Position identification records
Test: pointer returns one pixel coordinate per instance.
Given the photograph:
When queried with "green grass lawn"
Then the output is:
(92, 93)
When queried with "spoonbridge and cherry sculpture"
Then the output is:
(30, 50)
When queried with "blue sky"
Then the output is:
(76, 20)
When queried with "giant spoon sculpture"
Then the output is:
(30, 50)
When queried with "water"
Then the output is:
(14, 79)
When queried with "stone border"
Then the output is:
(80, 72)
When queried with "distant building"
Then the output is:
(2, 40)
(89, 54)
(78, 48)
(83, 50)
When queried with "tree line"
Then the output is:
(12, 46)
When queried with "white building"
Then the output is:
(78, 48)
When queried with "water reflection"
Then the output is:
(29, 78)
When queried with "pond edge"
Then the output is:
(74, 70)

* [Instructions for the task]: Reproduce the records word for word.

* [Finished answer]:
Test: pointer returns one pixel coordinate per instance.
Given the photograph:
When queried with "green grass lawn"
Then the output is:
(92, 93)
When queried with "spoonbridge and cherry sculpture"
Then the output is:
(30, 50)
When queried with "blue sky"
Then the output is:
(76, 20)
When queried with "giant spoon sculpture"
Then the output is:
(30, 50)
When queried with "water"
Then the output is:
(14, 79)
When queried with "stone border"
Then the output is:
(80, 72)
When queried with "distant building"
Then the output is:
(2, 40)
(89, 54)
(78, 48)
(83, 50)
When queried with "tree line"
Then the output is:
(12, 46)
When queried with "white building"
Then the output is:
(78, 48)
When queried with "water reflection"
Then the output is:
(29, 78)
When queried with "pond edge"
Then the output is:
(74, 70)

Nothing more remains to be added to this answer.